▶ _Supplied information_

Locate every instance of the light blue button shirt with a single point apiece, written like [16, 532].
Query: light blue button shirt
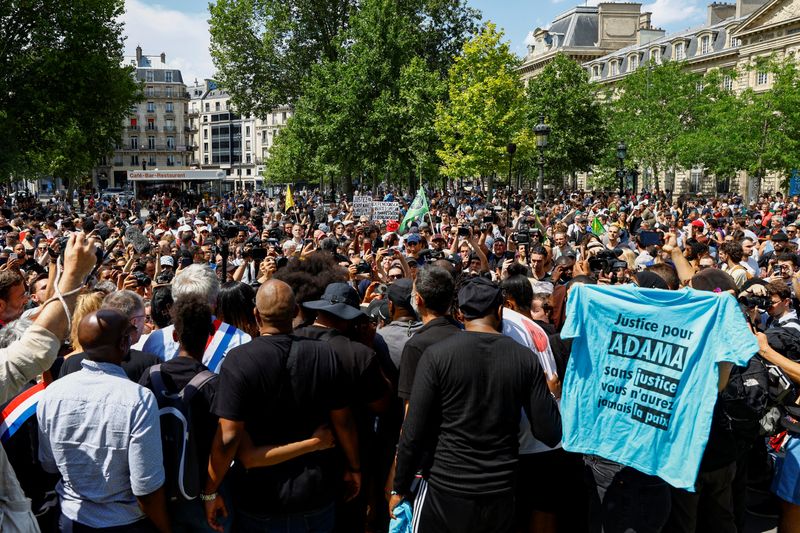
[101, 432]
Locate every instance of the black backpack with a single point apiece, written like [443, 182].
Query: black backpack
[177, 438]
[756, 399]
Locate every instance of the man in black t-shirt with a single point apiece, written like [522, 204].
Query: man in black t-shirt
[467, 397]
[433, 290]
[370, 389]
[279, 389]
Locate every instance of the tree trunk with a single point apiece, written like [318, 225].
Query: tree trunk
[347, 185]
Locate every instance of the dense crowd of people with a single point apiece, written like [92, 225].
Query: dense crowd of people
[257, 363]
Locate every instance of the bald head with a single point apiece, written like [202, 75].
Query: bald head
[105, 335]
[275, 304]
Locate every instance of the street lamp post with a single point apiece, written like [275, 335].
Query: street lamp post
[511, 148]
[238, 137]
[542, 132]
[622, 151]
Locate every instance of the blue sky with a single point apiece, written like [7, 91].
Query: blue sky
[180, 28]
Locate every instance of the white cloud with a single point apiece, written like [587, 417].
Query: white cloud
[183, 37]
[672, 12]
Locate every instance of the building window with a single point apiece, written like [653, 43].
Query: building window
[727, 83]
[695, 178]
[680, 51]
[724, 185]
[705, 44]
[655, 55]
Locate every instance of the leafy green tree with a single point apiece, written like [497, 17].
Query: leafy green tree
[265, 50]
[563, 95]
[369, 113]
[63, 90]
[756, 131]
[485, 110]
[650, 110]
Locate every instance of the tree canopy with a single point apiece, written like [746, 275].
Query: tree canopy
[63, 92]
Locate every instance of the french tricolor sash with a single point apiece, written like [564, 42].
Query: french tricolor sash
[18, 411]
[217, 345]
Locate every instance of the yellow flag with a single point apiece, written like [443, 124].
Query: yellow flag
[289, 197]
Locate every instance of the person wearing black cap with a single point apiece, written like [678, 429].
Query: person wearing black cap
[404, 322]
[370, 389]
[464, 408]
[780, 241]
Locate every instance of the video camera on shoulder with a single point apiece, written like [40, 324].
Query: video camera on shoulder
[228, 230]
[607, 261]
[752, 301]
[525, 234]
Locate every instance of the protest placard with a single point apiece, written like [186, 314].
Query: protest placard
[385, 210]
[362, 205]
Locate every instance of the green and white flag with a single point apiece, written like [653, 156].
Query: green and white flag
[597, 227]
[418, 209]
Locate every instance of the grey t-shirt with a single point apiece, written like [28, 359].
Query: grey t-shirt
[396, 335]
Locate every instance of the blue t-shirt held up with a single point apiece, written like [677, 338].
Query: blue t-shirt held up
[642, 379]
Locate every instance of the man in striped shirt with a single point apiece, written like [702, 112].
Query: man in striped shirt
[197, 280]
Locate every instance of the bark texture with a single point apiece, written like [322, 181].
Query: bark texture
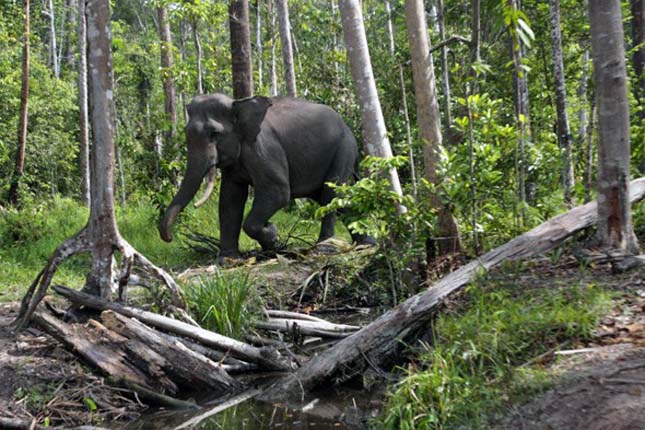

▶ _Task instructions_
Give back, word for word, only the lines above from the line holding "Query: tree canopy" to the line holding "Locate every instance of the video", both included.

▶ _Answer box_
Query: tree canopy
[63, 92]
Locate every instance of the french tricolor sash with a single point apiece, written like [564, 42].
Query: french tricolor sash
[18, 411]
[217, 345]
Locate every instance of the yellow flag with a single point apiece, written like [443, 124].
Query: yellow flag
[289, 197]
Locate every instance of the person wearing black cap with a single point apiece, written like [678, 429].
Query: person wearing black cap
[404, 322]
[370, 389]
[464, 408]
[780, 241]
Locate every instance of the video camera on shoulder with a single point apiece, written like [40, 324].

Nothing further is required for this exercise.